Aufgaben:
a – Welche Fraktionen nennt das Plenarprotokoll für die Reihenfolge der Redebeiträge?
b – Schreiben Sie das Plenarprotokoll nach seinem letzten Satz weiter.

Textauszug:
════════════════
Herr Pecher, wünschen Sie doch noch das Schlusswort? – Ich muss ja fragen. Es konnte ja sein, dass Sie es sich anders überlegt haben.
Meine Damen und Herren! Damit kommen wir zur Abstimmung. Ich stelle die Drucksache 5/13293 zur Abstimmung. Bei Zustimmung bitte ich um Ihr Handzeichen. – Gegenstimmen? – Gibt es Stimmenthaltungen? – Bei Stimmenthaltungen und Stimmen dafür ist dennoch der Antrag mit Mehrheit abgelehnt worden.
Es beginnt die Fraktion der GRÜNEN. Danach folgen CDU, DIE LINKE, SPD, FDP, NPD und die Staatsregierung, wenn sie das wünscht.
════════════════
Datensatzzeilen zum Zeigen auf Objekte:
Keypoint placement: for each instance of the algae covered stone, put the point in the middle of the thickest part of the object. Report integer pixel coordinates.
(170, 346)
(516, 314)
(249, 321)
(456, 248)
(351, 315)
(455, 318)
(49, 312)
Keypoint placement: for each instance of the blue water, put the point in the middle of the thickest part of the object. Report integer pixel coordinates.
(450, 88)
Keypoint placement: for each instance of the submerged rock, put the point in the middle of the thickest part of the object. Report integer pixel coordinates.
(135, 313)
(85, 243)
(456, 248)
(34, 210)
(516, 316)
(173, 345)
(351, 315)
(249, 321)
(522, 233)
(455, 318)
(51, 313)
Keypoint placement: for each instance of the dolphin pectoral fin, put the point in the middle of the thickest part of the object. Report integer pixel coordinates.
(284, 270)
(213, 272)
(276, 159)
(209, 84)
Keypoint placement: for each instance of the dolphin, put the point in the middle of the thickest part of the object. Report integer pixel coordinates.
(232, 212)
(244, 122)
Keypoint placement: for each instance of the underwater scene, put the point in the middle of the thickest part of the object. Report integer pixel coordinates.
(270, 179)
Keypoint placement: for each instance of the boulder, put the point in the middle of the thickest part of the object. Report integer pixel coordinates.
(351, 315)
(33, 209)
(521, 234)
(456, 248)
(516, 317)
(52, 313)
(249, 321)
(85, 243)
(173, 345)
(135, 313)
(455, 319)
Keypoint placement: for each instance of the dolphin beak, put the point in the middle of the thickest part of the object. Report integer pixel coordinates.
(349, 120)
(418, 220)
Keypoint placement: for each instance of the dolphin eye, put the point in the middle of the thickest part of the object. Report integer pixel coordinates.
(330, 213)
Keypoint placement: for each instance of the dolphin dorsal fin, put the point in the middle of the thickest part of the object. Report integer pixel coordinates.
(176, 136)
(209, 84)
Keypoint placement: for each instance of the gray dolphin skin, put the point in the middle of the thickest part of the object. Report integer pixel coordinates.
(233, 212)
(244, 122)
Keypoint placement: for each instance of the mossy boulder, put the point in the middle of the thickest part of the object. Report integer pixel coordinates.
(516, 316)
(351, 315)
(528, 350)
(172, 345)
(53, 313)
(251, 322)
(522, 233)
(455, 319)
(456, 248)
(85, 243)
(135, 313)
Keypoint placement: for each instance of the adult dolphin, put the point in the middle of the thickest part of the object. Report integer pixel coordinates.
════════════════
Lösungen:
a – GRÜNE, CDU, DIE LINKE, SPD, FDP, NPD

b –
Sehr geehrte Kolleginnen und Kollegen! Ein jährlicher Beteiligungsbericht ist woanders eine Selbstverständlichkeit – hier im Freistaat droht sein Ausbleiben zur Selbstverständlichkeit zu werden. Dabei kann es an der Bedeutung des Themas nicht liegen.
Sachsen hat aktuell 30 unmittelbare und 48 mittelbare Beteiligungen. Dazu kommen noch die weiteren Sondervermögen, Staatsbetriebe und juristischen Personen des öffentlichen Rechts sowie weitere Einrichtungen und Fonds, insgesamt 176 Körperschaften, die als Haushalte qualifiziert werden. Wir meinen, es muss Transparenz hinein – vor allem gegenüber dem Haushaltsgesetzgeber.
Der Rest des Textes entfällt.